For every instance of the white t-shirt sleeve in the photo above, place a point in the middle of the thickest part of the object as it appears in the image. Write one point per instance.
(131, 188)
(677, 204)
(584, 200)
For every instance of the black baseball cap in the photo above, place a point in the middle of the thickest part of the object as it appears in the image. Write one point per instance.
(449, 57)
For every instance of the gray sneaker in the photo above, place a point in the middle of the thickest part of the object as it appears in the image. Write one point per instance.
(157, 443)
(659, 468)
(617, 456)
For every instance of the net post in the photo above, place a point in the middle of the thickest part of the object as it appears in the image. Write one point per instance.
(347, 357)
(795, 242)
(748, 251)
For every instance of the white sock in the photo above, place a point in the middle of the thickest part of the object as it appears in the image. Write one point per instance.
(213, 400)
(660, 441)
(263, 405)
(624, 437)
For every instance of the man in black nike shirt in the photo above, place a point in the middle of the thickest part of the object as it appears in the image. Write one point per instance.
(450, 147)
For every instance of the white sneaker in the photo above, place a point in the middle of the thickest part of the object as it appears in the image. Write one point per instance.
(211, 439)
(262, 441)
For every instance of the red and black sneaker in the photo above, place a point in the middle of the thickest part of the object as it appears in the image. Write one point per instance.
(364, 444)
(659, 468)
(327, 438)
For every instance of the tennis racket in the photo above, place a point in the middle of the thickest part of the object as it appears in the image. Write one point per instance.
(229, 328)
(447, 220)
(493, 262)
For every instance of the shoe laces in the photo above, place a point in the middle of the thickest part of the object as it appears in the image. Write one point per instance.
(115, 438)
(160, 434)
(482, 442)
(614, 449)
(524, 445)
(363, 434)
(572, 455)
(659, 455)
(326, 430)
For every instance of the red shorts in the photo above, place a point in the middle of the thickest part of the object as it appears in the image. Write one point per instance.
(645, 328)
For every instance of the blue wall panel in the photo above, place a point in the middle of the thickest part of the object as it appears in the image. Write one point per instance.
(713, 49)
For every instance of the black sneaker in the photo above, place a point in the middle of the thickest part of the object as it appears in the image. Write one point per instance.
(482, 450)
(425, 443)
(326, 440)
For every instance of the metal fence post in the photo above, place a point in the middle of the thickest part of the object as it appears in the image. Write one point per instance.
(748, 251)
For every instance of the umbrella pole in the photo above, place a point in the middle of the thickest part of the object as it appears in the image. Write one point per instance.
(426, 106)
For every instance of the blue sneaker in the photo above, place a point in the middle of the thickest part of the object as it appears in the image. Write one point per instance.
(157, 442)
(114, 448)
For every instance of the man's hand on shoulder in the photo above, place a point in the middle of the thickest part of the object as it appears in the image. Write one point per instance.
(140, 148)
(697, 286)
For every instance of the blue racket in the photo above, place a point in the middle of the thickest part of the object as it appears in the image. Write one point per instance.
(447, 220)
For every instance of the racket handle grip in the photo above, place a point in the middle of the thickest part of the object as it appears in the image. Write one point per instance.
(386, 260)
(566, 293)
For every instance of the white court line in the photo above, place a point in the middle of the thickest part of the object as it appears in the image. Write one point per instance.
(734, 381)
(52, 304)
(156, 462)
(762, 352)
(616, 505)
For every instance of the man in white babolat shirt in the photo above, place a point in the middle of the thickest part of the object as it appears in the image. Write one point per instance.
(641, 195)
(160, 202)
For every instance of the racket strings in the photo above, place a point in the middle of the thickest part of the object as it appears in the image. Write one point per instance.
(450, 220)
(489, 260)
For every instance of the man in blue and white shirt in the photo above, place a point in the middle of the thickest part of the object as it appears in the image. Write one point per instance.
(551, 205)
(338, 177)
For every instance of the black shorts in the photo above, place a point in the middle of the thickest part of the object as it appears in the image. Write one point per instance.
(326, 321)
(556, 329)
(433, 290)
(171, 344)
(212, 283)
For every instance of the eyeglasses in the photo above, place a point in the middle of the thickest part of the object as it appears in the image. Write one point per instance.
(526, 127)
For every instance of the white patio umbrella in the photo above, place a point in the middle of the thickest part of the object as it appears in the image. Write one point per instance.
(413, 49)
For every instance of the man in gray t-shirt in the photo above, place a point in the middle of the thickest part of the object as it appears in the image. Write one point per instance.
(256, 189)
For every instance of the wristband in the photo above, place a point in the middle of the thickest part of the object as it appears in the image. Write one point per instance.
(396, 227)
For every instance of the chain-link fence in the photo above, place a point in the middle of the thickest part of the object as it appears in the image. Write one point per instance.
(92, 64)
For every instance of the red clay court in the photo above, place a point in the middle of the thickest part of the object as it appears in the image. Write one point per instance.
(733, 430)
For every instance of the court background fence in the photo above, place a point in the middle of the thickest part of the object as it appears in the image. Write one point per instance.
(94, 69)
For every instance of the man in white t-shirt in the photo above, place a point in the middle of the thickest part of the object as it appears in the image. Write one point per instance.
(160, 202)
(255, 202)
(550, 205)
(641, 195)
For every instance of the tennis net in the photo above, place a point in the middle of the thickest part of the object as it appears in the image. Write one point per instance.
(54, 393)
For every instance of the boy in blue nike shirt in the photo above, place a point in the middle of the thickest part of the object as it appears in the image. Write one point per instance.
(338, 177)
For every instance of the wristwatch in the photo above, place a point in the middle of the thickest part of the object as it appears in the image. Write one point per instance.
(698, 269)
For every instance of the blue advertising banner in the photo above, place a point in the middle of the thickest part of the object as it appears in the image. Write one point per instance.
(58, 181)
...
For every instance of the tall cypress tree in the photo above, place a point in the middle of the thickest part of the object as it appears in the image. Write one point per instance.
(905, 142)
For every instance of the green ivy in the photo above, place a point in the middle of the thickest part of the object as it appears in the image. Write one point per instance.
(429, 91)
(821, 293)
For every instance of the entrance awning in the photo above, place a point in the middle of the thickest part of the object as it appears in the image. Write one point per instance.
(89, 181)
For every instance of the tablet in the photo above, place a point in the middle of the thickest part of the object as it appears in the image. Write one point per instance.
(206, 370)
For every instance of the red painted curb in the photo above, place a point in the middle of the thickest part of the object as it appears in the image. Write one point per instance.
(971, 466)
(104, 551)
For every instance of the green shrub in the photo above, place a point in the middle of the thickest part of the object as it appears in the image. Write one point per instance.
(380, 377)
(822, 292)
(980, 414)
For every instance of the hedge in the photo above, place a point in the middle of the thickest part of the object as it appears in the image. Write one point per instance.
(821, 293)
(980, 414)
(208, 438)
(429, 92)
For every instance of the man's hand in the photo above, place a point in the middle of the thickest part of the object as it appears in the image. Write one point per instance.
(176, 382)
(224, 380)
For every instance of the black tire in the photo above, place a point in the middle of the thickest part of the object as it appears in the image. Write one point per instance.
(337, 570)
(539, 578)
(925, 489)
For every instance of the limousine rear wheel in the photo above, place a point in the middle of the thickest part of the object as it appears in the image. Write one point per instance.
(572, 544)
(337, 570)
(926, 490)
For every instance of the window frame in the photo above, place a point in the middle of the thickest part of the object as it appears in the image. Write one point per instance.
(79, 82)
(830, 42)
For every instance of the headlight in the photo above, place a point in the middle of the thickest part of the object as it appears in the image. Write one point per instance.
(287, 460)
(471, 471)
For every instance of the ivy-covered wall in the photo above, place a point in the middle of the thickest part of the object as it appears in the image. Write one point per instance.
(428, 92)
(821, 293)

## EXERCISE DIRECTIONS
From the lines above, pick out and copy every one that contains the word "post", treating uppercase and lowercase as different.

## IN RESPONSE
For every instance of the net post in the photo above, place a point in the middle of the thickest part of the object as it appears in the image. Write one point per instance.
For every instance of the metal fence post in the photo above, place a point in the middle of the thickest part of the object as it appears in the image. Write one point per instance.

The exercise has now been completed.